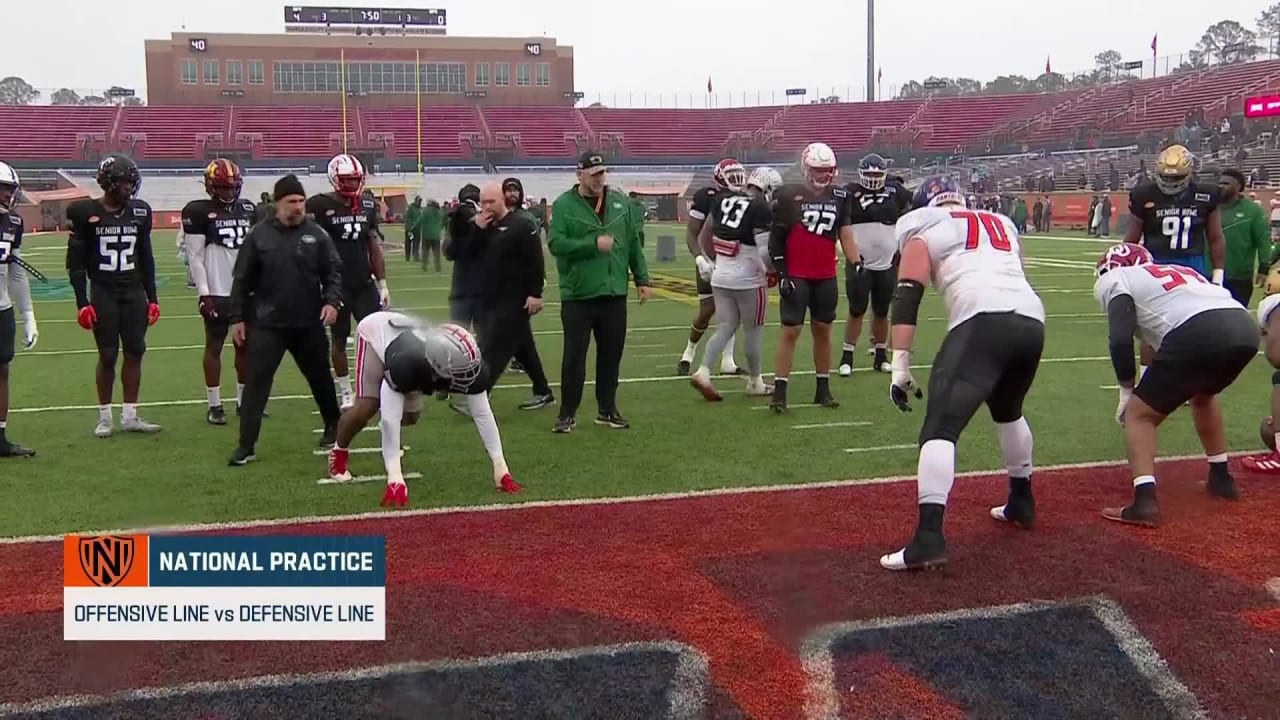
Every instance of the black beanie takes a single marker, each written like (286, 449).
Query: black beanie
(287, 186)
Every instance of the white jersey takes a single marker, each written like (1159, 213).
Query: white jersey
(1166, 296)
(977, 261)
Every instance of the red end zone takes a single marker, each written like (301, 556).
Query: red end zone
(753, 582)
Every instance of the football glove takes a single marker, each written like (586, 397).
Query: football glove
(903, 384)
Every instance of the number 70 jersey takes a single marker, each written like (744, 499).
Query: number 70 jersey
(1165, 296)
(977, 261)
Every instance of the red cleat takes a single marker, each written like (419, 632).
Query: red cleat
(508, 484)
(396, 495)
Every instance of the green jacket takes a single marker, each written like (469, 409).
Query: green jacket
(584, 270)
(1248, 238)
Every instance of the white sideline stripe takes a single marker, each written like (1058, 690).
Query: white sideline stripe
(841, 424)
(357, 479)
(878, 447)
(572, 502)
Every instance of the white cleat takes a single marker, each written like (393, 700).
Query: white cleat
*-*-*
Copy exactly the line containing "Every instance of the green" and each line after it through the end of the records above.

Every instance of the green jacket takes a single marker, each written like (469, 409).
Query: green jacket
(584, 270)
(1248, 238)
Every instance of the white sideline stripe takes a single marker, each written like (1058, 690).
Query: white sideline stripe
(841, 424)
(357, 479)
(878, 447)
(572, 502)
Every instance of the white cleat takes a single marker, each written like (393, 700).
Query: white cleat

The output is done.